> Exercise tasks
1) According to the appellate opinion excerpt below, what sentence did the defendant receive for his attempted murder conviction?
2) From the appellate opinion excerpt below, list each offense of which the defendant was convicted, with the number of counts where the text gives one.

---- Selected excerpt

On appeal from defendant's convictions for 12 counts of first-degree murder, attempted first-degree murder, 4 counts of home invasion, and residential burglary, the appellate court rejected defendant's contentions that the trial court erred in denying his request for a six-person jury, that the State's peremptory challenge of a potential African-American juror deprived defendant of a fair trial, and that his right to proceed pro se was violated and the court affirmed his contention that the one-act, one-crime rule required the vacation of all but 2 of his first-degee murder convictions, all but 1 of his convictions for home invasion and the residential burglary conviction.
Michael J. Pelletier, Thomas A. Lilien, and Jack Hildebrand, all of State Appellate Defender's Office, of Elgin, for appellant.
Joseph P. Bruscato, State's Attorney, of Rockford (Lawrence M. Bauer and David A. Bernhard, both of State's Attorneys Appellate Prosecutor's Office, of counsel), for the People.
PRESIDING JUSTICE SCHOSTOK delivered the judgment of the court, with opinion. Justices Hutchinson and Burke concurred in the judgment and opinion.
[¶1] Following a jury trial, the defendant, Omarrian T. Jones, was convicted of 12 counts of first-degree murder (720 ILCS 5/9-1(a)(1), (a)(3) (West 2008)), attempted first-degree murder (720 ILCS 5/8-4(a), 9-1(a)(1) (West 2008)), 4 counts of home invasion (720 ILCS 5/12-11(a)(1) (West 2008)), and residential burglary (720 ILCS 5/19-3 (West 2008)). He was sentenced to natural life imprisonment for the murder convictions, 30 years for the attempted murder conviction, 30 years for the home invasion convictions, and 15 years for the residential burglary conviction. On appeal, the defendant argues that: (1) the trial court erred in denying his request for a six-person jury; (2) he was deprived of a fair trial where the State's reasons for peremptorily excluding an African-American potential juror were inadequate and pretextual; (3) the trial court violated his right to self-representation; and (4) under one-act, one-crime principles, this court should vacate all but two of his convictions of murder, all but one of his convictions of home invasion, and his conviction of residential burglary. We affirm in part and vacate in part.

--------
---- Records

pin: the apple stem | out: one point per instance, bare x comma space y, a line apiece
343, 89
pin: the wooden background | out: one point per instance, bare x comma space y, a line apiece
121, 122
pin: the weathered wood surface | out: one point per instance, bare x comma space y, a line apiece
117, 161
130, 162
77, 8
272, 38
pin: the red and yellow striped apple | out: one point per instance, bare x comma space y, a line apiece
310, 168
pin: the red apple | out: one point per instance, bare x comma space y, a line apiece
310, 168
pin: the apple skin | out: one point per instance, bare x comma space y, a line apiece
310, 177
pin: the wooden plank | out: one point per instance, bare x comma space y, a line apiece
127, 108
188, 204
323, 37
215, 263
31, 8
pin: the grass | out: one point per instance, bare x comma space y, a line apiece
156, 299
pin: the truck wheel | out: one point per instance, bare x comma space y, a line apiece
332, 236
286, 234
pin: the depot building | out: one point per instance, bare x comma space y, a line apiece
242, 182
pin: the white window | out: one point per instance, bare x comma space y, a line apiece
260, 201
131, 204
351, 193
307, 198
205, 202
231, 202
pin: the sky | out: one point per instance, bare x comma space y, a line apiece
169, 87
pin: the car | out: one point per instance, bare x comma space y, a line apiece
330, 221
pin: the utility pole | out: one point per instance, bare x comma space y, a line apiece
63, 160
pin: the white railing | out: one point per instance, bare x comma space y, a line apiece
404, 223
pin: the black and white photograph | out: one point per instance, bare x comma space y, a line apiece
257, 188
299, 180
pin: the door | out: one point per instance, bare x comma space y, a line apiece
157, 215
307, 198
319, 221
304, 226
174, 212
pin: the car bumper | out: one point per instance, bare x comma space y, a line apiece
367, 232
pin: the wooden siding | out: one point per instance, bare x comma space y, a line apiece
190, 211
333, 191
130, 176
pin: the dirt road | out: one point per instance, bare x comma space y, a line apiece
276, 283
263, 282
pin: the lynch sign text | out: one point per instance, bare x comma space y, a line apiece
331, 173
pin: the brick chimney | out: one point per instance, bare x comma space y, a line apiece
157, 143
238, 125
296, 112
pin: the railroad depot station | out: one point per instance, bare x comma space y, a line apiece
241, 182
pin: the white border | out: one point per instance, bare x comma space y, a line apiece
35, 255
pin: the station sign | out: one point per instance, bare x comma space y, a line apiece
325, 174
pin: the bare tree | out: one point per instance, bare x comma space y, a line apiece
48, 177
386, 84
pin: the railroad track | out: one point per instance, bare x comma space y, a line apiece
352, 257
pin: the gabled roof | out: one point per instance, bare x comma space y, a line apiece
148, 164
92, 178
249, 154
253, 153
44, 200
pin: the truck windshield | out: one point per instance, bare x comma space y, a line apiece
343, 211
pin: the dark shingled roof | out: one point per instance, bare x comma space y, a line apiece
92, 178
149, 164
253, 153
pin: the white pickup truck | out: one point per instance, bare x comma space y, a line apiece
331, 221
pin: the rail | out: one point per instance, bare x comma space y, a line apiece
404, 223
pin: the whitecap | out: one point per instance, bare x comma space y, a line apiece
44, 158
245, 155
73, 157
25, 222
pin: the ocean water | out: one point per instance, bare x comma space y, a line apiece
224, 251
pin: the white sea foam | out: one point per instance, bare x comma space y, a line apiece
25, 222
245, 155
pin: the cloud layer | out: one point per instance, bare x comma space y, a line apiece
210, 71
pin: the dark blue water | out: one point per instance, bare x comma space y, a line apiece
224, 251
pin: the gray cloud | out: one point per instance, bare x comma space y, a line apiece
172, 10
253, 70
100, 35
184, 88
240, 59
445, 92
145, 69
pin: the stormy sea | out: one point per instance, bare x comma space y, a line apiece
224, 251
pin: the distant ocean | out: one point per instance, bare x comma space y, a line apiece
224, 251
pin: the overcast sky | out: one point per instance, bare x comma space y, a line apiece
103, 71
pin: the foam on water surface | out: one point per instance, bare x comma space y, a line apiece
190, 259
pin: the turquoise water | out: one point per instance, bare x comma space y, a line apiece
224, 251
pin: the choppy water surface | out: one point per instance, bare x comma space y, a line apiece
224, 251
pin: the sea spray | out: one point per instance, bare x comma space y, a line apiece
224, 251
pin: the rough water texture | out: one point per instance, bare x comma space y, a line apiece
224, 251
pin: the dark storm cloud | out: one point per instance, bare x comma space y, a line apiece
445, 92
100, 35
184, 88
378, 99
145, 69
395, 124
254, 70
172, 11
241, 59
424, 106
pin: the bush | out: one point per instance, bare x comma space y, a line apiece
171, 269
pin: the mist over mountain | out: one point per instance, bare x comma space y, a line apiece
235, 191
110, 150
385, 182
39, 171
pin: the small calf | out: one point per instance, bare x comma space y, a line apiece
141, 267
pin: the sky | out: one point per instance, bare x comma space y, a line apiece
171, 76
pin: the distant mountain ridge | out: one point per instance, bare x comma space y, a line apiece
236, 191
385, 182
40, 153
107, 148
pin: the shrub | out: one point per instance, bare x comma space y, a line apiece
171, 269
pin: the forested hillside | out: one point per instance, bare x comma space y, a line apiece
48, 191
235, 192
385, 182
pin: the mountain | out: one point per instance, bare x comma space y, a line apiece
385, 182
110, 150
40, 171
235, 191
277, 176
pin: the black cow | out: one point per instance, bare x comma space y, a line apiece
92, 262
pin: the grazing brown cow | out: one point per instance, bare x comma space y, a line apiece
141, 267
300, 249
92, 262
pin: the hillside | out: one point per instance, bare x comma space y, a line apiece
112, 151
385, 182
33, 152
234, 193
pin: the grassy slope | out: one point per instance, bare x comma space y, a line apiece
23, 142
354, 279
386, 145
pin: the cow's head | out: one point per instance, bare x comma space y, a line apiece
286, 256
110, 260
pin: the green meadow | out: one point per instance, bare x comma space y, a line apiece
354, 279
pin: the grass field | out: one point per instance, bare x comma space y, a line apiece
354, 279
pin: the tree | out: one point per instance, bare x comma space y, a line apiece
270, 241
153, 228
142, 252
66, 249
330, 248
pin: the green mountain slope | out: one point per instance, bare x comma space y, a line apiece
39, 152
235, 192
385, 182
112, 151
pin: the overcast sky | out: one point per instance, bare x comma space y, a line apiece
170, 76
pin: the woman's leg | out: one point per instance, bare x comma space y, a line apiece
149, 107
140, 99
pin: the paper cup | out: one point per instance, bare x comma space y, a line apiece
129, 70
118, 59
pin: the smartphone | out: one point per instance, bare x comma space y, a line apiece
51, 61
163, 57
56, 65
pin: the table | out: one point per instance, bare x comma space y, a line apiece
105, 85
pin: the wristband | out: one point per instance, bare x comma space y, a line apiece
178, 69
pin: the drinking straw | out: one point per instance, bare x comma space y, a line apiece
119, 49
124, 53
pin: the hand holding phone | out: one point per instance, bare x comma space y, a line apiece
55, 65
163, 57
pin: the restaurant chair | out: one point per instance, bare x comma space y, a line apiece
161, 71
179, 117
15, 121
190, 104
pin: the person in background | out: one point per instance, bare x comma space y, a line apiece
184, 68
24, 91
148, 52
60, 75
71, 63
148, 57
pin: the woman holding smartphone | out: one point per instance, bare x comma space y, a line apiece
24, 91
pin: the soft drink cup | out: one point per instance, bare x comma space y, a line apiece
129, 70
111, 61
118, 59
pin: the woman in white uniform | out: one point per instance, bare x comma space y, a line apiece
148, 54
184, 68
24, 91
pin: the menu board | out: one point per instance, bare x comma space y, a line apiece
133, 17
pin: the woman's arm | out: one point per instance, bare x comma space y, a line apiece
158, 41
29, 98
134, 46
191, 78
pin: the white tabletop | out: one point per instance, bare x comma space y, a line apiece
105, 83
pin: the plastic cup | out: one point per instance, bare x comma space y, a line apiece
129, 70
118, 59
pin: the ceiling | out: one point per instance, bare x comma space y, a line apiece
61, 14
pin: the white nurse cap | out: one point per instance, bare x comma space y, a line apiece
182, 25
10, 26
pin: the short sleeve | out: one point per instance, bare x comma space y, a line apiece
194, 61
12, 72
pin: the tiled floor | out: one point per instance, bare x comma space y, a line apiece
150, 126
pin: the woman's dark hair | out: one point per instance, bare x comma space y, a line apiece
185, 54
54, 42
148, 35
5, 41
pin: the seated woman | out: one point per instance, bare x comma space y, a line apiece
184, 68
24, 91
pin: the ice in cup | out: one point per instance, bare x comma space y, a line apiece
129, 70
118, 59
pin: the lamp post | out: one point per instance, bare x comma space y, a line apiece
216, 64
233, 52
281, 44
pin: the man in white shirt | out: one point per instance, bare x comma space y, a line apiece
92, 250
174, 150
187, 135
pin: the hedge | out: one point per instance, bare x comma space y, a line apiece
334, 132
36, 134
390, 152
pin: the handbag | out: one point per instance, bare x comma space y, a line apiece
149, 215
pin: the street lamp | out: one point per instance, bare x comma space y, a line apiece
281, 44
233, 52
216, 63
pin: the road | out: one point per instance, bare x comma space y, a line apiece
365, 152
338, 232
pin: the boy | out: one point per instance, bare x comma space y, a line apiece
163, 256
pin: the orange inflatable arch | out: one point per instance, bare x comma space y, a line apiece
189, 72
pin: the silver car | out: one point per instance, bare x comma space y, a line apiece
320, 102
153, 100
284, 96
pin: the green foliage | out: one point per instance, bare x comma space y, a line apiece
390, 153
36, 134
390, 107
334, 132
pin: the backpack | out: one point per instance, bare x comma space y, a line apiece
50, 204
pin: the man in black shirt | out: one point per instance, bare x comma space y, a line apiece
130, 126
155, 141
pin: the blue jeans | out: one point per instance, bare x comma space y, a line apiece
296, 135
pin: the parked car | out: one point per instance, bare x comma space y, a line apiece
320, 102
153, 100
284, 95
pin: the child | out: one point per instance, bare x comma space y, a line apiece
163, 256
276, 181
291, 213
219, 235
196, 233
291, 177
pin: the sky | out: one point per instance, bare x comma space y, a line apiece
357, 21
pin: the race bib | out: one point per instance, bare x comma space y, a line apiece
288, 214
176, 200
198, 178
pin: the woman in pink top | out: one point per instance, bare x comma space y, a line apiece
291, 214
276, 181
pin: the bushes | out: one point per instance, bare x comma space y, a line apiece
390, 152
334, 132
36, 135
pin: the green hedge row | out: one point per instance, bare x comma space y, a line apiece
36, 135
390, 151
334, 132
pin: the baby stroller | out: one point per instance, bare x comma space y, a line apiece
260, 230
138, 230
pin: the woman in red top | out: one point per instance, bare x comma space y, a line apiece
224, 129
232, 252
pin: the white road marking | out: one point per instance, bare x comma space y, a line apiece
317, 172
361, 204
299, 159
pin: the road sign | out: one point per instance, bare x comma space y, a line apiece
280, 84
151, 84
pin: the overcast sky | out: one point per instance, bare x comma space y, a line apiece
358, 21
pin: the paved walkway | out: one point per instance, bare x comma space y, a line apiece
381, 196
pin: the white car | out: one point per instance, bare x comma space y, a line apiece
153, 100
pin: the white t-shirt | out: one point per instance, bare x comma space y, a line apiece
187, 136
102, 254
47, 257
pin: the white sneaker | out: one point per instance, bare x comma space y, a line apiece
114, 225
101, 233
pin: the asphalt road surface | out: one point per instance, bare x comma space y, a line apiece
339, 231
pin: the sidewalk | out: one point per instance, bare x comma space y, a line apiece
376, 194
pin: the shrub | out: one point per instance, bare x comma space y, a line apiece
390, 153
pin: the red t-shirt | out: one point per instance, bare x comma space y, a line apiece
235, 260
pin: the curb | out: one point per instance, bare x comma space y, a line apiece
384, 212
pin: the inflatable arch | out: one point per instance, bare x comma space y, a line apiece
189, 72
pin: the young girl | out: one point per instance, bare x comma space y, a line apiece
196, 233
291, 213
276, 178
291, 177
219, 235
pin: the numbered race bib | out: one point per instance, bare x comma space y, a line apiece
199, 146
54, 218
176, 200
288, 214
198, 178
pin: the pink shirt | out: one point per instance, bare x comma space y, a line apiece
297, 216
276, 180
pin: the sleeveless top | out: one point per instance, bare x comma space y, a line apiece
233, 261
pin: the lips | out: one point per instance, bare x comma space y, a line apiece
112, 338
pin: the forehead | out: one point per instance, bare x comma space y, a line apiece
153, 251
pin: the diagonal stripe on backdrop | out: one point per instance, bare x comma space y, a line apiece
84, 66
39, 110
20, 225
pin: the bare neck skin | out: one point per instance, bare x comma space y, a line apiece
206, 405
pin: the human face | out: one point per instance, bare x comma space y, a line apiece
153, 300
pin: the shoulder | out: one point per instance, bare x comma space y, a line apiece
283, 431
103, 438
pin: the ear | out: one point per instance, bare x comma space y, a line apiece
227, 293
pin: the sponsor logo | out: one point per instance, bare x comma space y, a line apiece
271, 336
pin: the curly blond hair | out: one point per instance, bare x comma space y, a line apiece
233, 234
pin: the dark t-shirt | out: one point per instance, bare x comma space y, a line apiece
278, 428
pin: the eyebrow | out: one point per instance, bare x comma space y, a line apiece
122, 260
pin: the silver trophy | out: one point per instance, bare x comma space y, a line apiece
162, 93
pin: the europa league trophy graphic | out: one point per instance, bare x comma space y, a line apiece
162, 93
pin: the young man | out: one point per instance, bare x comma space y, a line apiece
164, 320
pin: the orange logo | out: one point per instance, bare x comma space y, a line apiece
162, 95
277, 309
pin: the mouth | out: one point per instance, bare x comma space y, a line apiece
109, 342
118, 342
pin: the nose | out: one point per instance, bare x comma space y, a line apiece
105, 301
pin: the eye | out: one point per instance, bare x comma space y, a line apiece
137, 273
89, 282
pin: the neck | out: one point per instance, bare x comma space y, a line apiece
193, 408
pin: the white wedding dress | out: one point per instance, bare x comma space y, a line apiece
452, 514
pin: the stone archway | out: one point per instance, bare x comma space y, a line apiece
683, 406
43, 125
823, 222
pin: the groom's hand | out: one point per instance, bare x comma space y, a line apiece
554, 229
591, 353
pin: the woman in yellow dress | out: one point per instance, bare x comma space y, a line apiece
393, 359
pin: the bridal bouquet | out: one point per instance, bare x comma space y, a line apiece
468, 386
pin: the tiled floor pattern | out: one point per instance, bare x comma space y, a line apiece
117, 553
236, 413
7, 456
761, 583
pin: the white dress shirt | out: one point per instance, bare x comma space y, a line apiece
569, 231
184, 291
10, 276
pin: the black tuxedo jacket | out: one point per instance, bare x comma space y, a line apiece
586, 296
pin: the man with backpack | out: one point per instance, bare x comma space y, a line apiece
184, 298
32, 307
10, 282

--------

> Completed exercise
1) 30 years

2)
- First-degree murder (12 counts)
- Attempted first-degree murder
- Home invasion (4 counts)
- Residential burglary